### Parts of the exercise
[A] Could you transcribe the passage on herbal medicine regulation from "Smaller firms, like" to "as food supplements."?
[B] Which companies are named in the passage on herbal medicine regulation? List every one.
[C] Can you write the next part of the passage on herbal medicine regulation, starting right after its final sentence?

### Excerpt to read
* * * *

4) Are recent rulings by the European Court of Justice preventing the MHRA from enforcing the THMPD properly?
No. In fact, the European Court of Justice (ECJ) has tried to bring some clarity to the confused and complex issue of the food–medicine borderline, otherwise known as: when is a substance a food and when is it a medicine? The relevant ECJ rulings state that a product or substance can only be deemed medicinal after weighing up in its entirety, including the dosage of active ingredients (posology), their consequent likely pharmacological actions and the presentation of the product. The MHRA is perfectly aware of this reasoning, discussing it in the MHRA’s Guidance Note No 8, “A Guide to What is a Medicinal Product”. Legal uncertainty around the food–medicine borderline causes some to assume that all herbal products used for healthcare purposes are medicinal.
5) Are small herbal firms in danger of going out of business if the MHRA does not step up enforcement of the THMPD?
Smaller firms, like Rutland Biodynamics, which have managed to negotiate the THMPD minefield and obtain THRs for their products – while ensuring their products remain free of artificial ingredients, stabilisers or polymers – are very rare. The vast majority of companies with wide THR-approved product ranges are large phytopharmaceutical firms, such as the German companies Schwabe Pharma and Bionorica. These companies appear to be upset that, having invested large amounts of money into their THRs – and seemingly having been promised by the MHRA that only THR-approved products would be legal for sale in the UK – some of their competitors are able to remain on the market as food supplements.

* * * *

### Extracted entries
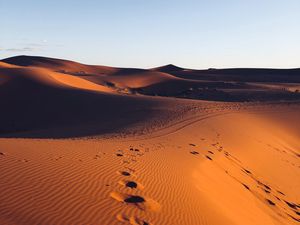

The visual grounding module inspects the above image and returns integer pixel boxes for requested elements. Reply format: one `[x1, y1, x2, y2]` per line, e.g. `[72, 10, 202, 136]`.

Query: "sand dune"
[0, 56, 300, 225]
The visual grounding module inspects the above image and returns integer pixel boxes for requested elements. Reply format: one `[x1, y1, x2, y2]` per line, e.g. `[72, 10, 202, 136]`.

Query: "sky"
[0, 0, 300, 69]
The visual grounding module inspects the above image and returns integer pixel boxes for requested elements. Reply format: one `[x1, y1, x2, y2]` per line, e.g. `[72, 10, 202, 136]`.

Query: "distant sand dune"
[0, 56, 300, 225]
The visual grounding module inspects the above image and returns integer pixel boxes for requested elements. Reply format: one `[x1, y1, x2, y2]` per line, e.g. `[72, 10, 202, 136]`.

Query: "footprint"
[266, 199, 276, 206]
[116, 214, 151, 225]
[117, 171, 133, 177]
[190, 151, 199, 155]
[119, 180, 144, 190]
[110, 192, 160, 211]
[205, 155, 212, 160]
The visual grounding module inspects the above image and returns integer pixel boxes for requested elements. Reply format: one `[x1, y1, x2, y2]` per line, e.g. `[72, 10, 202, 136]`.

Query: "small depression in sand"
[110, 192, 160, 211]
[119, 180, 144, 190]
[117, 214, 151, 225]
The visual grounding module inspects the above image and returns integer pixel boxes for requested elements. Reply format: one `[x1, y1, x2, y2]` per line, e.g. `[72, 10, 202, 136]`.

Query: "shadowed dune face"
[0, 56, 300, 137]
[0, 62, 168, 137]
[2, 56, 300, 102]
[0, 56, 300, 225]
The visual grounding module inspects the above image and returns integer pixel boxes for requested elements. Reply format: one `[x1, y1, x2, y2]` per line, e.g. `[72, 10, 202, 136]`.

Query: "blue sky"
[0, 0, 300, 68]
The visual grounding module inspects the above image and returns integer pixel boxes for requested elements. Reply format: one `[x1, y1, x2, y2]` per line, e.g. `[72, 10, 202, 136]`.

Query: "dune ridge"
[0, 56, 300, 225]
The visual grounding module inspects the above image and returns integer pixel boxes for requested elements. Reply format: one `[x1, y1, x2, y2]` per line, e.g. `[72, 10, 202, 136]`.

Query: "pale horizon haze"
[0, 0, 300, 69]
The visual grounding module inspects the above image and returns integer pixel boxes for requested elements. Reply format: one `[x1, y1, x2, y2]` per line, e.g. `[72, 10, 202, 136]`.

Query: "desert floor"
[0, 100, 300, 225]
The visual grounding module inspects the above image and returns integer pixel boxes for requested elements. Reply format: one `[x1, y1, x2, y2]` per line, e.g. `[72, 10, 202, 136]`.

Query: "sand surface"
[0, 55, 300, 225]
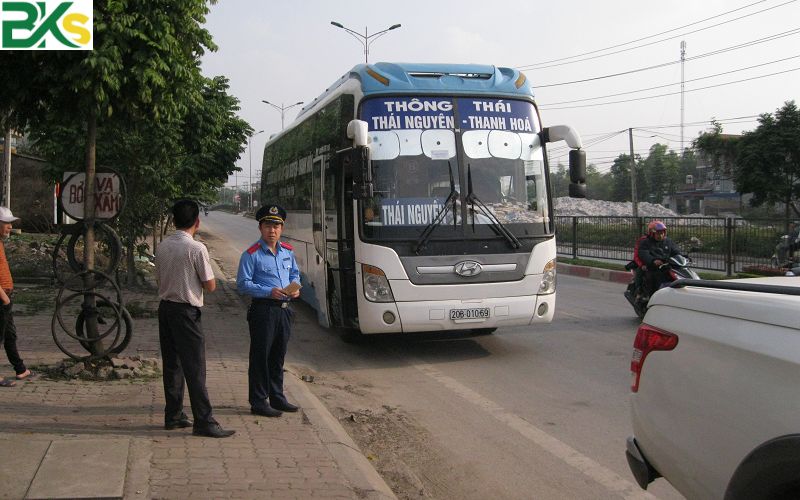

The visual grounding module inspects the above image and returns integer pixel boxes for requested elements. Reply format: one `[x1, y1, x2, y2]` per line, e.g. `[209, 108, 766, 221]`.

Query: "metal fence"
[556, 216, 786, 276]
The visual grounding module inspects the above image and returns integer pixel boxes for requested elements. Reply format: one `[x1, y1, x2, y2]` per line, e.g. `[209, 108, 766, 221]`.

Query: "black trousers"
[158, 300, 215, 427]
[645, 269, 671, 295]
[247, 301, 292, 407]
[0, 302, 27, 375]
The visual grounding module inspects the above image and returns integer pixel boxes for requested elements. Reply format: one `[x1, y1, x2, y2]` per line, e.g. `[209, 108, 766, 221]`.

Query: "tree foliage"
[695, 101, 800, 218]
[0, 0, 252, 274]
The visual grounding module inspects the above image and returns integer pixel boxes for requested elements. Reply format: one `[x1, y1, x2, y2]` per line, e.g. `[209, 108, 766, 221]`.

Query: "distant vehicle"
[626, 277, 800, 500]
[261, 63, 586, 333]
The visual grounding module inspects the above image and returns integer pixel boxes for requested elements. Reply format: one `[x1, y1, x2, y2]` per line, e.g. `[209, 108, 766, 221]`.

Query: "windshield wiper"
[466, 165, 522, 249]
[414, 161, 459, 255]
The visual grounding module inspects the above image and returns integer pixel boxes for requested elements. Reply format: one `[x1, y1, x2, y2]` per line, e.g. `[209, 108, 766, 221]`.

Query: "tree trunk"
[0, 127, 11, 208]
[83, 108, 104, 356]
[125, 241, 136, 285]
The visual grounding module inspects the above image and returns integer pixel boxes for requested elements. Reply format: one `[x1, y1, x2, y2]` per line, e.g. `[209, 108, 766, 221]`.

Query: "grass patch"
[11, 286, 57, 316]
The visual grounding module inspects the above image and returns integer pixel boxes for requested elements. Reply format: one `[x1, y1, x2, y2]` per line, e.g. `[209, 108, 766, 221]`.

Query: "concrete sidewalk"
[0, 270, 395, 499]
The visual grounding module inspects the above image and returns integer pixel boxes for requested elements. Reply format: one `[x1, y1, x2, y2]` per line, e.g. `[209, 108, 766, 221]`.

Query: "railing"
[556, 215, 786, 276]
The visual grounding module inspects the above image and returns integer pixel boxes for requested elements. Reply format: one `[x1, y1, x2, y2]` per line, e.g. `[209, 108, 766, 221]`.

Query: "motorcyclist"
[638, 220, 681, 296]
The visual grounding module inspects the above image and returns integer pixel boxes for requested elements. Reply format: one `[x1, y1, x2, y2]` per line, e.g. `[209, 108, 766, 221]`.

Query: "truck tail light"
[631, 323, 678, 392]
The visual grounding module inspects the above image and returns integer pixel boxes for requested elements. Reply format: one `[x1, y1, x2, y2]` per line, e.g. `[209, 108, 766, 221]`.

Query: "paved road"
[201, 212, 680, 498]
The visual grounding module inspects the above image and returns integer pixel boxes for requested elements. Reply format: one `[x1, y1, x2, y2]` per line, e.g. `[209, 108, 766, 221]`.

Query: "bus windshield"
[360, 97, 550, 240]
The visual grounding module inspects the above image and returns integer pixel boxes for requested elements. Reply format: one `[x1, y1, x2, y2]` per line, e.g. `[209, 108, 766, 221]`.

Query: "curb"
[556, 263, 631, 284]
[206, 259, 397, 500]
[284, 370, 397, 500]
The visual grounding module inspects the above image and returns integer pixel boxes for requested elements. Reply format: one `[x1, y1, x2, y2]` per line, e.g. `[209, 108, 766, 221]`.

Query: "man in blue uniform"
[236, 205, 300, 417]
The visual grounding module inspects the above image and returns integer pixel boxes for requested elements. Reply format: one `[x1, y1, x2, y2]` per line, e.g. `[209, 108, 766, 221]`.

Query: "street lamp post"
[261, 99, 303, 132]
[331, 21, 401, 63]
[247, 130, 264, 212]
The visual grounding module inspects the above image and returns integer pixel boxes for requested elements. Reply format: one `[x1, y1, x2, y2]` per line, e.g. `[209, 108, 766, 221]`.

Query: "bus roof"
[297, 62, 533, 118]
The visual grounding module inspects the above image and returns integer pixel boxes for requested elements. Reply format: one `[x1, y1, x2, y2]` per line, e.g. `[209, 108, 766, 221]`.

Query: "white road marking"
[415, 363, 657, 500]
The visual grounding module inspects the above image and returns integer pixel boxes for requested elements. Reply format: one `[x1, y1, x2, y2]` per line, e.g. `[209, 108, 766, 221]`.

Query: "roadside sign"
[58, 172, 124, 220]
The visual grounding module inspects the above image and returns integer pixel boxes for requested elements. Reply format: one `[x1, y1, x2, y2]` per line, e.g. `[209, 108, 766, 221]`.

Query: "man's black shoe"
[164, 413, 192, 431]
[192, 422, 236, 438]
[269, 401, 299, 413]
[255, 406, 281, 417]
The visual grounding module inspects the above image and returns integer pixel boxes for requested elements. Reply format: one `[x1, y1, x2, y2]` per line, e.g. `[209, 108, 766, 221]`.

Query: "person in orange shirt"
[0, 207, 33, 387]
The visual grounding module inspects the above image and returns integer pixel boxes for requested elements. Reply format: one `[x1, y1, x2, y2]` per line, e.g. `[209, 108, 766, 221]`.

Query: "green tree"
[0, 0, 249, 267]
[695, 101, 800, 219]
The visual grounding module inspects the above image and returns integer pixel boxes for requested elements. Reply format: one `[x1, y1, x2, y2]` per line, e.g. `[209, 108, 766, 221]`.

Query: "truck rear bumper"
[625, 436, 661, 490]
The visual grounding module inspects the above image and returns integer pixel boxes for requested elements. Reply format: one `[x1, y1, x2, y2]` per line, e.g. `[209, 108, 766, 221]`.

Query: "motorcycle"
[624, 255, 700, 318]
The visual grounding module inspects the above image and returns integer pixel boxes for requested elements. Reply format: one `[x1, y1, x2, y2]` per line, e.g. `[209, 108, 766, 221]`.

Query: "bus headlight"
[361, 264, 394, 302]
[539, 259, 556, 295]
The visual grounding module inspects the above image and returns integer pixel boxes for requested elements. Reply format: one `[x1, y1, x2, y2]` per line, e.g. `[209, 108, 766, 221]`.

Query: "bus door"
[303, 154, 330, 326]
[325, 149, 358, 329]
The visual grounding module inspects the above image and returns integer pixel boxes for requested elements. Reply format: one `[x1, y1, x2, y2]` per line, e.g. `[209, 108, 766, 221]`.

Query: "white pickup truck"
[626, 277, 800, 500]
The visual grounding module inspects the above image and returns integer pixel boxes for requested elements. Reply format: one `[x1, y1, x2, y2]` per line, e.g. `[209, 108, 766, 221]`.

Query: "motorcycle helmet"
[647, 220, 667, 236]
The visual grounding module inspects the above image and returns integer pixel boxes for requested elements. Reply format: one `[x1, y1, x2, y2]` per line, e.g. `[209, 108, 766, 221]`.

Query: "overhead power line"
[541, 67, 800, 111]
[518, 0, 797, 70]
[539, 54, 800, 106]
[536, 28, 800, 89]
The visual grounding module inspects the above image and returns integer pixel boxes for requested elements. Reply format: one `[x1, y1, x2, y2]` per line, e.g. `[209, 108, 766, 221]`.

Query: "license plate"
[450, 307, 490, 319]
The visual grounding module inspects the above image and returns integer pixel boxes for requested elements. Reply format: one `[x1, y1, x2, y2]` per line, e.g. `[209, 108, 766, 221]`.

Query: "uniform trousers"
[0, 302, 28, 375]
[247, 299, 292, 408]
[158, 300, 215, 428]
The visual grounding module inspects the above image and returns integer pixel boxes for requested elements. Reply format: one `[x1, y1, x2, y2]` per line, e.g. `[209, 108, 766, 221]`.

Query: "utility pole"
[0, 127, 11, 208]
[681, 40, 686, 157]
[628, 128, 639, 217]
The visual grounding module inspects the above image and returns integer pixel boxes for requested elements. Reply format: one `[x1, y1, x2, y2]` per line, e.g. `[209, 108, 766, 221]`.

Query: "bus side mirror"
[347, 120, 369, 148]
[569, 149, 586, 184]
[342, 146, 374, 200]
[569, 149, 586, 198]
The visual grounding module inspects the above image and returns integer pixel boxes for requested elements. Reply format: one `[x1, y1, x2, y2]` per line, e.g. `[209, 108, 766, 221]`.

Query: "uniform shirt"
[0, 241, 14, 292]
[236, 240, 300, 298]
[156, 230, 214, 307]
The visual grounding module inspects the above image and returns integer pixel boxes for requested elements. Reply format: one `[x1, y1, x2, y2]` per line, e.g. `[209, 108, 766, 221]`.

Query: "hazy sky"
[203, 0, 800, 185]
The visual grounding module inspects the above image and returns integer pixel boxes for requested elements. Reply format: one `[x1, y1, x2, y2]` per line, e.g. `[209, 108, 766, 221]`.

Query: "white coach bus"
[261, 63, 586, 335]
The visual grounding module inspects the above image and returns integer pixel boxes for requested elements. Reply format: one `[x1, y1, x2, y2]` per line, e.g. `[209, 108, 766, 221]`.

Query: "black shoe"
[255, 405, 281, 417]
[192, 422, 236, 438]
[164, 413, 192, 431]
[269, 401, 300, 413]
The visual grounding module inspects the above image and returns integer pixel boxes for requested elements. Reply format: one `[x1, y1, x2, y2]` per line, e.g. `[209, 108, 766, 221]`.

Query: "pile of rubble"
[553, 197, 702, 218]
[36, 355, 161, 380]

* * * *

### Results by task
[A]
Smaller firms, like Rutland Biodynamics, which have managed to negotiate the THMPD minefield and obtain THRs for their products – while ensuring their products remain free of artificial ingredients, stabilisers or polymers – are very rare. The vast majority of companies with wide THR-approved product ranges are large phytopharmaceutical firms, such as the German companies Schwabe Pharma and Bionorica. These companies appear to be upset that, having invested large amounts of money into their THRs – and seemingly having been promised by the MHRA that only THR-approved products would be legal for sale in the UK – some of their competitors are able to remain on the market as food supplements.

[B] Rutland Biodynamics, Schwabe Pharma, Bionorica

[C]
For the reasons given in the answer to Question 1, above, enforcement of the THMPD is not the issue, and additional enforcement by the MHRA is unlikely to have the effect desired by the HQC. If the companies have been badly advised concerning the THMPD’s ability to remove competition from the marketplace, that is unfortunate. However, no-one is likely to go out of business: companies like Schwabe and Bionorica are simply too large, Rutland sells a wide variety of products apart from its THR-certified ones, and there are vanishingly few other small companies with THRs that could possibly be endangered.
The real answer is reform of the THMPD, to make it appropriate for the type of herbal products used by all herbal traditions and not just Western herbal medicine – or, more accurately, phytopharmaceutical medicine. In addition, a separate legal framework for practitioner-prescribed products is needed, along with an open and realistic food supplement regime. Such a regulatory landscape would include space for all types of herbal product, and initiatives like the HQC, which trumpets public safety while aiming at monopoly, would be unnecessary.